**TASK STATEMENT**
Recast the entries, starting at the start of the entries and ending at the line containing "x=194, y=624", as a two-column CSV with the columns "prompt" and "points". Give one row per entry, with its text and its answer each in one quoted field and line breaks turned into spaces, and leave the pictures out.

**EXTRACTED MATERIAL**

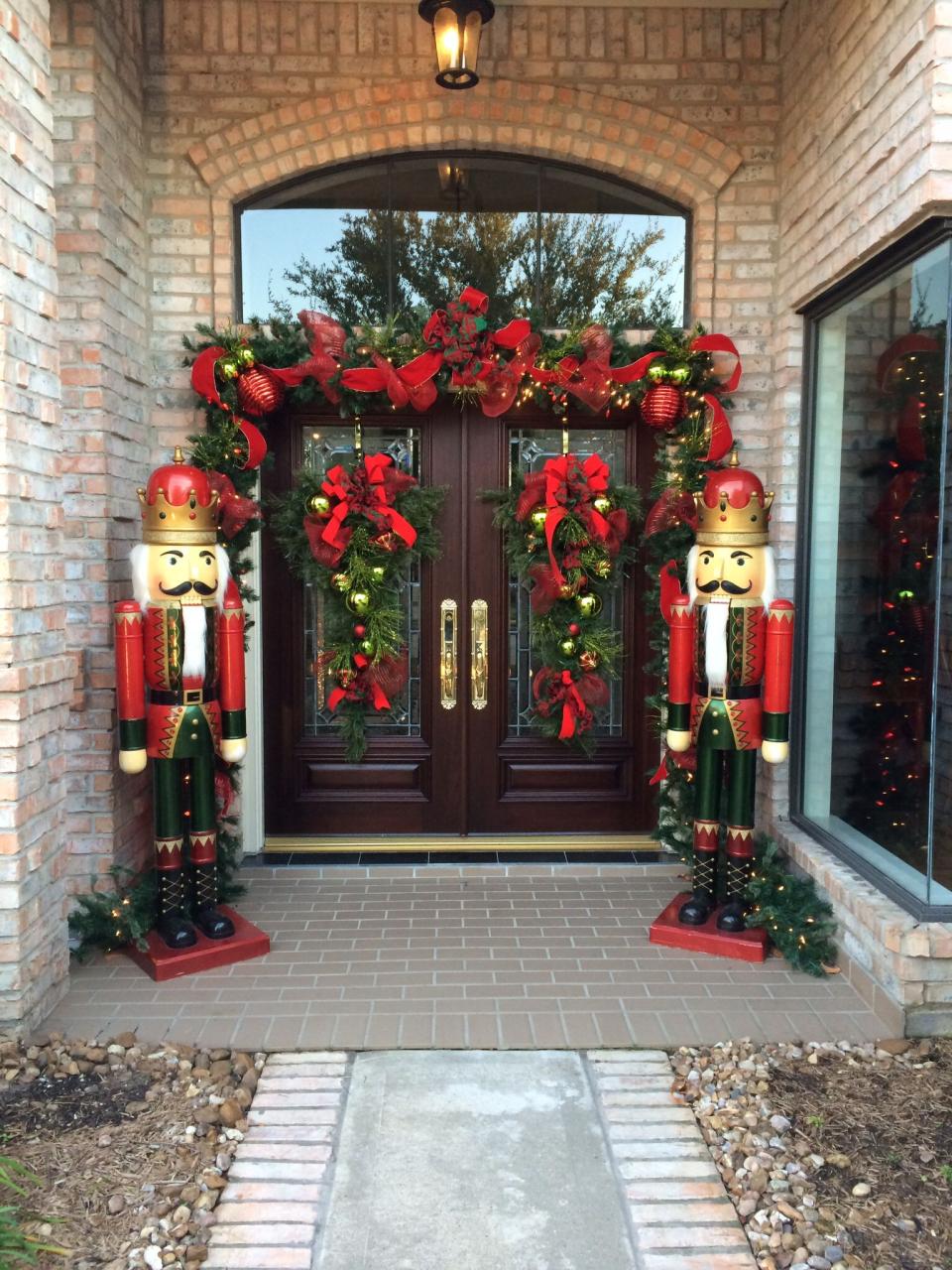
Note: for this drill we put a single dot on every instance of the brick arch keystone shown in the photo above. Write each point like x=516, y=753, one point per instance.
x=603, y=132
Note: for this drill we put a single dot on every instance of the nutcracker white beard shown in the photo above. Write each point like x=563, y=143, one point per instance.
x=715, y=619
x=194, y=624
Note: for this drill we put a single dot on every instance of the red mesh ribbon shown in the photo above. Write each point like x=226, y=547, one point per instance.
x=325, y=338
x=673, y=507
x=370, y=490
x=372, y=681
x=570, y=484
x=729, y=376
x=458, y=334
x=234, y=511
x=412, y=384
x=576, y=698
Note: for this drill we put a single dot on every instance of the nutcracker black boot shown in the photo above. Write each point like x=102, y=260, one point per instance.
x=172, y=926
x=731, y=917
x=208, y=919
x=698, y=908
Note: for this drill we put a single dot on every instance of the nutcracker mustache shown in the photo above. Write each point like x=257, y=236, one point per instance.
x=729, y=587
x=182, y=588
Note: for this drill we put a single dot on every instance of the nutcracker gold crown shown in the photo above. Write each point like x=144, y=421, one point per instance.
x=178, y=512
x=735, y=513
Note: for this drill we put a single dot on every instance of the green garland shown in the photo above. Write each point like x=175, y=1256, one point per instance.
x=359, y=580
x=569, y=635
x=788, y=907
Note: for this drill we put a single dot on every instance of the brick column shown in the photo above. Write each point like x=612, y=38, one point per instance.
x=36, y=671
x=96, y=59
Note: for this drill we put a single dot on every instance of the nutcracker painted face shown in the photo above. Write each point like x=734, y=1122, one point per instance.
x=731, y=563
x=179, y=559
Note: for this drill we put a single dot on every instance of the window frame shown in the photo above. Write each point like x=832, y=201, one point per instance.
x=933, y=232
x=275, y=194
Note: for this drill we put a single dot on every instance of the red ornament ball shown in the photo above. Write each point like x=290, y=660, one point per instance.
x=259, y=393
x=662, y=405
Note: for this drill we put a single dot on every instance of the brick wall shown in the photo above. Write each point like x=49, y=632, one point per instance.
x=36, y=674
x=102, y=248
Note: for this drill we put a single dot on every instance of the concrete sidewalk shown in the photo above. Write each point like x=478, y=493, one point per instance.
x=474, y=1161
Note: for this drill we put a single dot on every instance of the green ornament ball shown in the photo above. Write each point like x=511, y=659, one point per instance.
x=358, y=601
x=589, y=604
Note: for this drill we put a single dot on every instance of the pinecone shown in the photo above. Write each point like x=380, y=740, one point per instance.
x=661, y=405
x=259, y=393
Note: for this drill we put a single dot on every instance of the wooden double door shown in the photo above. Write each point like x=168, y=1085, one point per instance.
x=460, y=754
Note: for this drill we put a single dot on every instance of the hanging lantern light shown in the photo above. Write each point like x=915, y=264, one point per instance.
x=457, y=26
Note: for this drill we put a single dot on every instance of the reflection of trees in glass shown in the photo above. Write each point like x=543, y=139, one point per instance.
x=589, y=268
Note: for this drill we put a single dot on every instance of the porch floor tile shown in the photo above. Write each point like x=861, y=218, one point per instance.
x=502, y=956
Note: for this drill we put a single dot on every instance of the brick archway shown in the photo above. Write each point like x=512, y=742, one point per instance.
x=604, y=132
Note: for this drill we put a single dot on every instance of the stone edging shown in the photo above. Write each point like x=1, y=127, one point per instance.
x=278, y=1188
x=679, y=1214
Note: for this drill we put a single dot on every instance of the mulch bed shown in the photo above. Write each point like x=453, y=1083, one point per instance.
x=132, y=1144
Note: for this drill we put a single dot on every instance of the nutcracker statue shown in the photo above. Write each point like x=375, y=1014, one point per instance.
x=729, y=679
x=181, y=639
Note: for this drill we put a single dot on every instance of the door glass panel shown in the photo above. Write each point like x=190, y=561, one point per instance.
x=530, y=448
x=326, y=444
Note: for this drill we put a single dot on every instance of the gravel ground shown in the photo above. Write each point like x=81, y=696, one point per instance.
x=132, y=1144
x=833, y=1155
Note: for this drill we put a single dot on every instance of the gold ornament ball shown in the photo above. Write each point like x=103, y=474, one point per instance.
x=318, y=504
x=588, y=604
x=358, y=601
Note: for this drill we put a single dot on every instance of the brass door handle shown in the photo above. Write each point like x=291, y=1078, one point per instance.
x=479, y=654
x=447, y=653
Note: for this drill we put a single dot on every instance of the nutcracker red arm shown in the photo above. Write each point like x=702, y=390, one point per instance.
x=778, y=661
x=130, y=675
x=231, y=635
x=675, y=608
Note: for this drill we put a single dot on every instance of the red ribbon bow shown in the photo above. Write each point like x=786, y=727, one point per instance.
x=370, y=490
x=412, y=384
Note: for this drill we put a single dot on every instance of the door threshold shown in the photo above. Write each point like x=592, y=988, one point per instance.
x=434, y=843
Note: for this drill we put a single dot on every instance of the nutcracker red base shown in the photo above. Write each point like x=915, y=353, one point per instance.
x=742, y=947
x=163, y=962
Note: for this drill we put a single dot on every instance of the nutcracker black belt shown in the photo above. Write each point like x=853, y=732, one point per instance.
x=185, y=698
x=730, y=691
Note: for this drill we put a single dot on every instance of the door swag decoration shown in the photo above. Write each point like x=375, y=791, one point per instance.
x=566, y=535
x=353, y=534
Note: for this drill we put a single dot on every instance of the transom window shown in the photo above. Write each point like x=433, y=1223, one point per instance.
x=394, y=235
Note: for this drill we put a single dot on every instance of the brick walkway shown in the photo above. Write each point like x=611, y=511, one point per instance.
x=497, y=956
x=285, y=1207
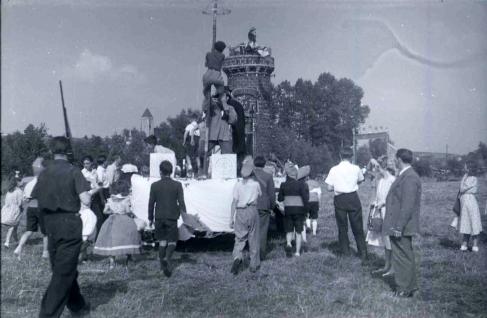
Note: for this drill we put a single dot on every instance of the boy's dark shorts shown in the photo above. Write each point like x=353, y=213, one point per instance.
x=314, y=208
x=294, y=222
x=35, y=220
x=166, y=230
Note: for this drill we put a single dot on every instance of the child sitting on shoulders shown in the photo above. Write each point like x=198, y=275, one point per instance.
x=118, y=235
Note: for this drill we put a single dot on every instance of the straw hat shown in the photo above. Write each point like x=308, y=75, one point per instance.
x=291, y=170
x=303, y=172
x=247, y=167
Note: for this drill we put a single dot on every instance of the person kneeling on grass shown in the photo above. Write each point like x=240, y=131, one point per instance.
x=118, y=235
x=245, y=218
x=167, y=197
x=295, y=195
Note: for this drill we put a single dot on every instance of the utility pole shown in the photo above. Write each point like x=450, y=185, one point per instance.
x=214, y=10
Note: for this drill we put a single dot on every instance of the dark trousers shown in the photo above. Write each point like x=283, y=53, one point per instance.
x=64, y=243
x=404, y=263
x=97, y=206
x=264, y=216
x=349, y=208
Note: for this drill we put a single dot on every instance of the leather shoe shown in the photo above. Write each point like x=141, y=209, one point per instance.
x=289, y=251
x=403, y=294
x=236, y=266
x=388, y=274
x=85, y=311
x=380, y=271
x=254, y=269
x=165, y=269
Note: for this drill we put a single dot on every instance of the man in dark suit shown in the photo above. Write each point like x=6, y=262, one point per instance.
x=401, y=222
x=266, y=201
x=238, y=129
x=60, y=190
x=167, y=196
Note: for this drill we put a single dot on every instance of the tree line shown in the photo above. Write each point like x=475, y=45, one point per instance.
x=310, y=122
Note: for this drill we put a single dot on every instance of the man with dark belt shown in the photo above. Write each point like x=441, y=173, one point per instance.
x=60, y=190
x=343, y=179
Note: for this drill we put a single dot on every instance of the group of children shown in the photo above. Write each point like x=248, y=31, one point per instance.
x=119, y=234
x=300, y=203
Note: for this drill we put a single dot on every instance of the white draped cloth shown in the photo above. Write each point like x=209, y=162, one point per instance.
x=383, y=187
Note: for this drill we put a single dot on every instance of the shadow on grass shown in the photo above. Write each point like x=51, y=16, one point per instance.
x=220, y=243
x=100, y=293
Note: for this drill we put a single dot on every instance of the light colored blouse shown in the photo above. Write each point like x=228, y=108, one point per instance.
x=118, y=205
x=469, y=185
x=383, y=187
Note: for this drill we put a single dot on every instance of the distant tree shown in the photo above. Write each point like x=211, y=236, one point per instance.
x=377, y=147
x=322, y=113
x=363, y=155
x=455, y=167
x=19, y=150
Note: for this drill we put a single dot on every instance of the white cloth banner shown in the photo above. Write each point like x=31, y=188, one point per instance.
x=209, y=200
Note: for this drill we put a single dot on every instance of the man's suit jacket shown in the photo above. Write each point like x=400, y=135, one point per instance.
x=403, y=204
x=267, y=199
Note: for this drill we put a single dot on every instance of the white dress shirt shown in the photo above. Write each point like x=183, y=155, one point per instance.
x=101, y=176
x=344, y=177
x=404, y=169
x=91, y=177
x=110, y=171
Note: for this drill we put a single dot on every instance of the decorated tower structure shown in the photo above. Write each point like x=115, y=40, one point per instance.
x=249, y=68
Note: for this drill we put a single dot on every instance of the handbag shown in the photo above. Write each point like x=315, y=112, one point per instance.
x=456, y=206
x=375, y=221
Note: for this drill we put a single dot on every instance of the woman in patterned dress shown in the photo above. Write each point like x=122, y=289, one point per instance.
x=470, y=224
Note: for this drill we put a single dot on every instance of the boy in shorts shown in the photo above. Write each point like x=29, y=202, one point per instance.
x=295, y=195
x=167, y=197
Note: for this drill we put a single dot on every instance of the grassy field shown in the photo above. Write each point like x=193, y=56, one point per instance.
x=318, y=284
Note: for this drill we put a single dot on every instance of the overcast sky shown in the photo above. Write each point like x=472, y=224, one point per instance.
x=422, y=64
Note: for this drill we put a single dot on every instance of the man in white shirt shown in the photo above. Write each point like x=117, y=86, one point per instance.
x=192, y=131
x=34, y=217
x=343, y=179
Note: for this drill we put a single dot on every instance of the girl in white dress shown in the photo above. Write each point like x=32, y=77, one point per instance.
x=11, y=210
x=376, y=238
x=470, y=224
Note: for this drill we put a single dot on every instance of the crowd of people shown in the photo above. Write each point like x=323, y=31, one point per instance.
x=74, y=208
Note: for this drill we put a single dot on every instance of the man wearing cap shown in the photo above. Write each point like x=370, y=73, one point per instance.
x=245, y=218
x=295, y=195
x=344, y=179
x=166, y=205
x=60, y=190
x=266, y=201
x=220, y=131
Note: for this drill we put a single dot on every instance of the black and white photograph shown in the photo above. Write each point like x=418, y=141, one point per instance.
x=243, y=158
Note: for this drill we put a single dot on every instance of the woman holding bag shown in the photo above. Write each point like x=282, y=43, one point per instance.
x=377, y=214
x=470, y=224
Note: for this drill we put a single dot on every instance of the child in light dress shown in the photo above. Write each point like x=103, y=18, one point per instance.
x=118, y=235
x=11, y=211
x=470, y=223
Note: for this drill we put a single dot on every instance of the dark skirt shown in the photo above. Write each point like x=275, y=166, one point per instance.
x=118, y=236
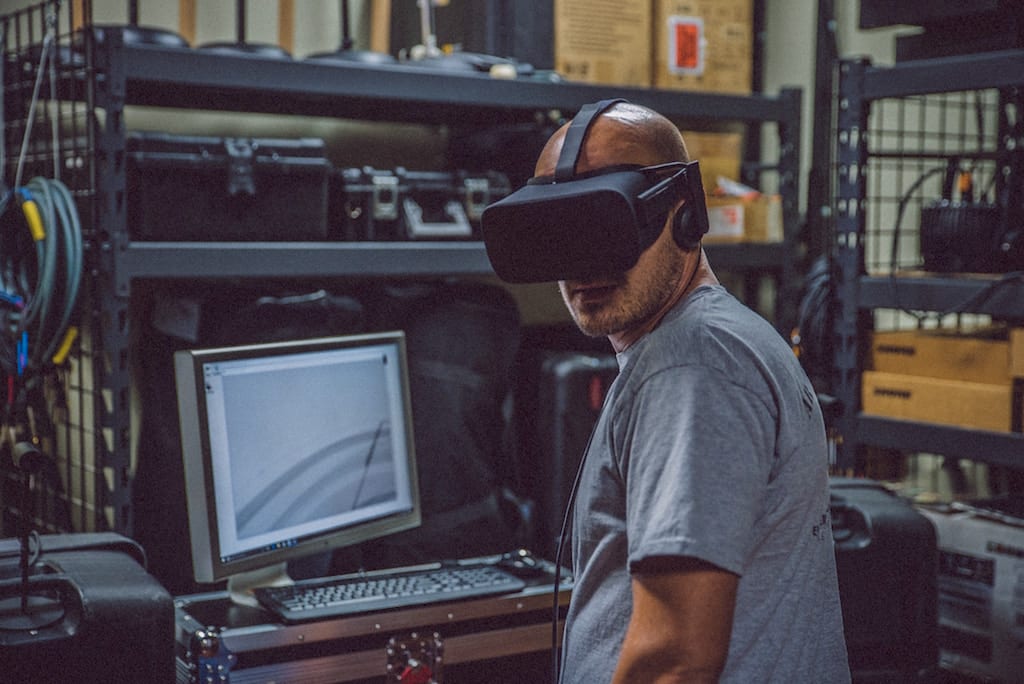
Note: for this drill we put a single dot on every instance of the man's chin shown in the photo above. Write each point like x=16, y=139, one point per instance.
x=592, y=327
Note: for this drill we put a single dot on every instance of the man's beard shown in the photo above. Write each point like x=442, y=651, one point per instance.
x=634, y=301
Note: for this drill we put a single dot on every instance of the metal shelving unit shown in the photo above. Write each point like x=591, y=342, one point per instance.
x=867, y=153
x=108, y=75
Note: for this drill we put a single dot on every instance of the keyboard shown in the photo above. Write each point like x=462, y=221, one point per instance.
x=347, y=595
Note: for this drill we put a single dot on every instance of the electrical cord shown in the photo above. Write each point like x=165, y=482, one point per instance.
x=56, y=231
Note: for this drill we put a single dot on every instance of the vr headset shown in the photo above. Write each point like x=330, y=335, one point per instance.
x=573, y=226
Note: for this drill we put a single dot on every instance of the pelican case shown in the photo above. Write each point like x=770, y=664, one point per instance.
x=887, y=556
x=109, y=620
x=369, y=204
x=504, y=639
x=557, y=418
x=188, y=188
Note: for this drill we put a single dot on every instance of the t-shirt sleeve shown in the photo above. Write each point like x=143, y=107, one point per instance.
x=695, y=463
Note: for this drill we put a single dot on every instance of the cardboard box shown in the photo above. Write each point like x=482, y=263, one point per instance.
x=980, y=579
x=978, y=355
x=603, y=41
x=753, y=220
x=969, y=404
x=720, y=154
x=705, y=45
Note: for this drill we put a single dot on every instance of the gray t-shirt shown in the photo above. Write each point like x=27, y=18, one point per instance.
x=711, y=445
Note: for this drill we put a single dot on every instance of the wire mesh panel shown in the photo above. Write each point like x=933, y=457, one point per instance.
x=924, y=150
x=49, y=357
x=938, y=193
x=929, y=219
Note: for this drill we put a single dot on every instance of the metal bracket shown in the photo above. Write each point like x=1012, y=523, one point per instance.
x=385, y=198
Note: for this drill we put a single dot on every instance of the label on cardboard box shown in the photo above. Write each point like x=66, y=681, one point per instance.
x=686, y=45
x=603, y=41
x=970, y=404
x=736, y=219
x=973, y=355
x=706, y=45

**FINAL ANSWER**
prompt,points
"Note: for this drill we put a single dot on every instance of the brick arch keystone shown in the photo above. Write each point like x=516, y=753, one point per instance.","x=603, y=132"
"Note: for this drill we put a single dot on every instance of the nutcracker white beard shown in the photo above. Write each point like x=563, y=143, one point per instance.","x=715, y=619 x=194, y=624"